▸ Text excerpt:

_ _ _ _ _ _ _

The second affordance of institutional doom is that AI systems short-circuit institutional decisionmaking by delegating important moral choices to AI developers. By “short circuit,” we mean cutting out the necessary self-reflection and points of contestation for adaptive and rigorous analysis.
[..]
When AI systems obscure the rules of institutions, the legitimacy of those rules degrades.
They use an example of using genAI for health insurance coverage. Something that totally blows my mind anyway, because all this can be codified to reduce the need for moral choices. Replacing humans with AI-automation rather than making systemic improvements to the health insurance processes is however once again a choice of the insurer.
Is RocksDB evil because you can collect unencrypted PII in it?
AI systems are incapable of intellectual risk because they lack true agency, intrinsic motivation, the ability to experience consequences, and they cannot choose to willingly defy established norms or venture into the unknown for any purpose, including for (r)evolution, resistance, or adventure.
Another funny one, but here they subscribe to the endless bullshit coming out of TechBro asses that hint (but never commit to) some sort of sentience for autocorrect++.
Is RocksDB evil because it doesn't have agency?
Because AI systems undermine expertise, short-circuit decision-making, and isolate humans, they are the perfect machines to destroy social capital. They do this in at least three ways. First, AI degrades general reciprocity expectations because AI is incapable of “paying it forward.”
But, AI isn't another entity. It's a tool. It is the human that doesn't pay forward and that is common now, but per their own quote of Putnam:
"For the first two-thirds of the twentieth century, a powerful tide bore Americans into ever deeper engagement in the life of their communities, but [starting sometime in the 1960s] that tide reversed"
So that's not an AI problem, it is something else.
Is RocksDB evil because all it does is slurp electricity and never gives back?
and they then continue to argue:
But every minute people turn to a machine for warmth, connection, and emotional soothing displaces time they could be spending with humans, developing social bonds, and nourishing common purpose.
Well... maybe you shouldn't do that. If you need warmth, go meet some people.
Is RocksDB evil because it doesn't respond to my emotional needs?

_ _ _ _ _ _ _

▸ Extracted entries:
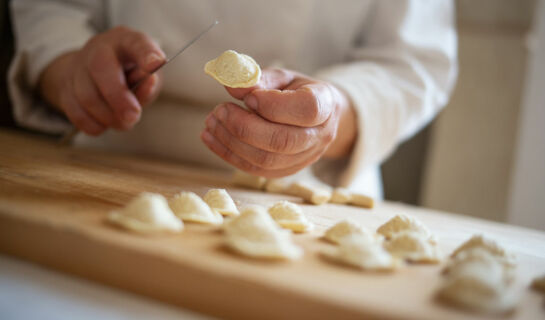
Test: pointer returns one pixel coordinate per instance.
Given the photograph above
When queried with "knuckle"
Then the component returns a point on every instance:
(329, 136)
(242, 131)
(312, 108)
(120, 29)
(265, 160)
(281, 141)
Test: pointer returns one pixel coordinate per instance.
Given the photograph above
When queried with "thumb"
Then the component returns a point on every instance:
(270, 79)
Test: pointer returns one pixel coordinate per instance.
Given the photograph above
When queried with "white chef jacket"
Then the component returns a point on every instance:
(396, 60)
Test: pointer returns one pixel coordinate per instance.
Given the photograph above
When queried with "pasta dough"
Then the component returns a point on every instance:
(401, 223)
(220, 201)
(478, 286)
(340, 196)
(479, 255)
(347, 228)
(233, 69)
(149, 212)
(539, 284)
(248, 181)
(290, 216)
(478, 241)
(254, 233)
(413, 247)
(361, 200)
(358, 251)
(190, 207)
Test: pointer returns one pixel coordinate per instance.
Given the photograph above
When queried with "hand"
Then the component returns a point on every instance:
(292, 121)
(91, 85)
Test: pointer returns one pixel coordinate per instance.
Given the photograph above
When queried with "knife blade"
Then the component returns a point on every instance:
(67, 137)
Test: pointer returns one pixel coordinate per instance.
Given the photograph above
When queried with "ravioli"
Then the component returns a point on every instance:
(147, 213)
(340, 196)
(539, 284)
(413, 247)
(478, 286)
(477, 255)
(290, 216)
(190, 207)
(479, 241)
(233, 69)
(359, 252)
(255, 234)
(220, 201)
(348, 228)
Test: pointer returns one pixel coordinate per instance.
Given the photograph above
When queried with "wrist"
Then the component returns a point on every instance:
(53, 77)
(347, 127)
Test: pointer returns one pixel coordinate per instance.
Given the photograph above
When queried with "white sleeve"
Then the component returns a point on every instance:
(44, 30)
(399, 77)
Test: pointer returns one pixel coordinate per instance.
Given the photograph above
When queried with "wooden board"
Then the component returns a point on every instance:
(53, 201)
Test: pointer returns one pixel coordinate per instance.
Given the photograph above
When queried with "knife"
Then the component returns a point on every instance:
(67, 137)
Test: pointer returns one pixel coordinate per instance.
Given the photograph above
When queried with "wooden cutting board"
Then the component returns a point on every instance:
(53, 201)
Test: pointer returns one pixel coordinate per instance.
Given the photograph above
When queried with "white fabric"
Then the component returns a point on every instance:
(395, 59)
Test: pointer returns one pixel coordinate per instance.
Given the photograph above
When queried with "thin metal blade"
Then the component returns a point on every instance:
(67, 137)
(187, 45)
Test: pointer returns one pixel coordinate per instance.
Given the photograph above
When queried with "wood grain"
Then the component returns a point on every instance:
(53, 201)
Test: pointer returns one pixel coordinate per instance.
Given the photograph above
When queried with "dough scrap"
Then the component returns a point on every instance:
(361, 200)
(147, 213)
(276, 185)
(401, 223)
(479, 241)
(311, 193)
(539, 284)
(358, 251)
(188, 206)
(478, 255)
(290, 216)
(412, 247)
(220, 201)
(340, 196)
(233, 69)
(348, 228)
(479, 287)
(246, 180)
(255, 234)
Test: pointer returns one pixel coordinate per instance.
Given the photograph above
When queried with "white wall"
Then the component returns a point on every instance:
(527, 196)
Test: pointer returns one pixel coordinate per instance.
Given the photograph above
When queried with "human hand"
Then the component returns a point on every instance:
(91, 85)
(293, 121)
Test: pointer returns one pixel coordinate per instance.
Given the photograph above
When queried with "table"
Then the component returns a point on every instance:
(53, 201)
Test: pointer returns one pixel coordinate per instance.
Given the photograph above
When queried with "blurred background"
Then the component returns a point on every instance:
(484, 155)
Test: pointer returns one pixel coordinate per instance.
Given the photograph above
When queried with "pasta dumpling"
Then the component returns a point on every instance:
(188, 206)
(147, 213)
(358, 251)
(290, 216)
(220, 201)
(347, 228)
(255, 234)
(233, 69)
(413, 247)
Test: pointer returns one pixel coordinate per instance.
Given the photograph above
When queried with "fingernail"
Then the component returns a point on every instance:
(206, 136)
(221, 112)
(153, 60)
(251, 101)
(211, 122)
(131, 116)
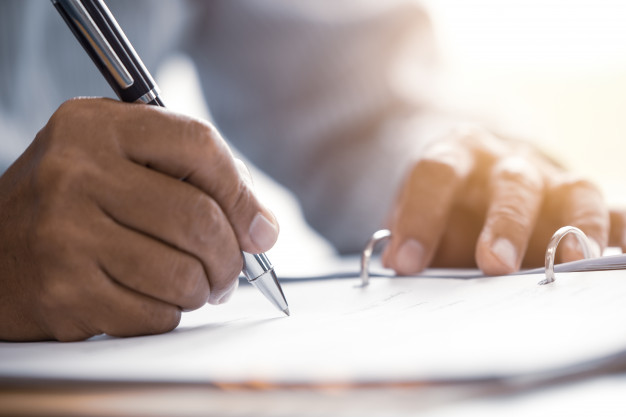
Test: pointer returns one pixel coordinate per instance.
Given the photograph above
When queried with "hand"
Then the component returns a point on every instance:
(476, 200)
(100, 235)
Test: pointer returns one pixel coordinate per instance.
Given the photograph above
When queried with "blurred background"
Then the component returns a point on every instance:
(553, 71)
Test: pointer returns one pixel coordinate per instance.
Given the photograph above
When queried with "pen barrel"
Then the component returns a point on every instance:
(106, 44)
(255, 265)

_ _ _ _ _ _ _

▸ Work order:
Proceed with the commentary on the claim that AI systems erode institutions, picking up directly after its final sentence, "Is RocksDB evil because it doesn't respond to my emotional needs?"

▸ Task answer:
Jill Lepore has detailed Silicon Valley’s fever dreams about outsourcing governance and democratic structure to the AI systems that increasingly dominate our lives into a “Constitutional AI.” The idea, in theory, is that people would come together and agree on a series of rules and structures for the design and deployment of AI that would increasingly determine the critical aspects of all our lives. But that hasn’t happened.
Is RocksDB evil because it doesn't have a baked in constitution?
The situation devolves further as tech CEOs continue to fantasize about
offloading democratic rule onto a bot.
Stop listening to CEOs?
Conclusion: if your source of understanding about AI is solely what Sam Altman says in interviews and scientific papers lamenting what tech is doing, that then you write yet another paper about, maybe you should find something better to do.
RocksDB isn't evil.
A good portion of their argument seems like it would fall apart if they didn't mistake what is happening in an LLM for something like independent human thinking.
The rest falls apart if they expected humans to take responsibility for their own decisions.
It really feels like that, yes. And even though they make the point that the LLM lacks agency and intrinsic motivation, they then use that to make a point against characteristics of LLM-as-an-entity, instead of just blanket eliminating the entire entity thing.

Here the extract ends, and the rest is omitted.